__Data for this exercise__
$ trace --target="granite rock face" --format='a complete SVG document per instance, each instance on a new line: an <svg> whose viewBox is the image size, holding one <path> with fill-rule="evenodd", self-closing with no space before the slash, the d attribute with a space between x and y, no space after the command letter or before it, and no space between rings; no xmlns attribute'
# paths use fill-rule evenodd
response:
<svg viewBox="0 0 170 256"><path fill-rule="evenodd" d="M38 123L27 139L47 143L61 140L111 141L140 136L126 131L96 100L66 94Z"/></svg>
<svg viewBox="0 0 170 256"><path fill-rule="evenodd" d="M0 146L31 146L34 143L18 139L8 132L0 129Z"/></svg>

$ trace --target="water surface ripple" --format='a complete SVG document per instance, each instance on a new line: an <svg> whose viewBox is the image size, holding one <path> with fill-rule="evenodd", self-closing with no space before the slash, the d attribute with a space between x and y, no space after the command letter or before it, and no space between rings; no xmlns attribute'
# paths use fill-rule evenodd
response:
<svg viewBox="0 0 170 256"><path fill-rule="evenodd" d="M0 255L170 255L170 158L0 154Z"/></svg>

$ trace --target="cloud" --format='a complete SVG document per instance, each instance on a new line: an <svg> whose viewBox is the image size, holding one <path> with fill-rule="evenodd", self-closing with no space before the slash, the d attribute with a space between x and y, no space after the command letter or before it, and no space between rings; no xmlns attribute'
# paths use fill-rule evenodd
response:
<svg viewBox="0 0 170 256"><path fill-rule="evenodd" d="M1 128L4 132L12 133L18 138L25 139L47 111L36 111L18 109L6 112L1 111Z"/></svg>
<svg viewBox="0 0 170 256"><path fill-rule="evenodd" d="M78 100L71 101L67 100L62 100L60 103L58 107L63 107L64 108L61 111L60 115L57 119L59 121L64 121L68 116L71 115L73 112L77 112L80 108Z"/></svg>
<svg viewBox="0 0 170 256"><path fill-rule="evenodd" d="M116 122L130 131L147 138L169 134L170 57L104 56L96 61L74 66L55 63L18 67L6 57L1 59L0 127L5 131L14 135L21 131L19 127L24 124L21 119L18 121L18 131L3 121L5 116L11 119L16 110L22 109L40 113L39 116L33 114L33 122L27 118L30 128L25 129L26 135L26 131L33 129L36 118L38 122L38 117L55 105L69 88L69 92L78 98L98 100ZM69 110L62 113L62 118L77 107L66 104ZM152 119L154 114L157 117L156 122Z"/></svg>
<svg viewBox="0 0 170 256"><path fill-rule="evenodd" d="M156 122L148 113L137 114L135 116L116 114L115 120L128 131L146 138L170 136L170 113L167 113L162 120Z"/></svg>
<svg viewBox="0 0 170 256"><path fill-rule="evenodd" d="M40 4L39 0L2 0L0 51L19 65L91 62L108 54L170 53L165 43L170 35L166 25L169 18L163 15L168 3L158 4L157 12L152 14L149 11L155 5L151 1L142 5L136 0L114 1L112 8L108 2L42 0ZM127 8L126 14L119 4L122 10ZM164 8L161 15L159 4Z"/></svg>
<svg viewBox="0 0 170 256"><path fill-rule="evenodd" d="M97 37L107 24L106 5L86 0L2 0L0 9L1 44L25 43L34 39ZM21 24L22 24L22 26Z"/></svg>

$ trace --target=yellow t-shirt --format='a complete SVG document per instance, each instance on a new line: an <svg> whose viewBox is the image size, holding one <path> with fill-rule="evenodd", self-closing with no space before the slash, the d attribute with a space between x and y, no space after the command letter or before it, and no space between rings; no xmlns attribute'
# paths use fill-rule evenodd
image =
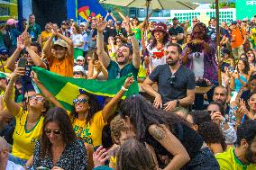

__Short exercise__
Rewrite the items from the start through the line containing "255L170 255L170 158L0", changing "granite rock face" to "granite cliff" and keeping everything else the same.

__Exercise result__
$ trace --target="granite cliff" --format='a complete SVG document per instance, each instance on a new line: an <svg> whose viewBox is the image size, holding one <path> with fill-rule="evenodd", self-closing with no space before the slash, the d attribute with a space between x and y, no space after the command letter or before it, and no space between rings; no xmlns attribute'
# paths use fill-rule evenodd
response:
<svg viewBox="0 0 170 256"><path fill-rule="evenodd" d="M38 123L27 139L47 143L61 140L111 141L140 136L126 131L96 100L66 94Z"/></svg>
<svg viewBox="0 0 170 256"><path fill-rule="evenodd" d="M0 146L31 146L34 143L18 139L8 132L0 129Z"/></svg>

$ trace --target="water surface ripple" --format='a complete SVG document per instance, each instance on a new line: an <svg> whose viewBox is the image size, holding one <path> with fill-rule="evenodd", self-closing with no space before the slash, the d attribute with a space between x and y, no space after the command letter or before it, and no space between rings; no xmlns attribute'
# paths use fill-rule evenodd
response:
<svg viewBox="0 0 170 256"><path fill-rule="evenodd" d="M0 255L170 255L170 158L0 154Z"/></svg>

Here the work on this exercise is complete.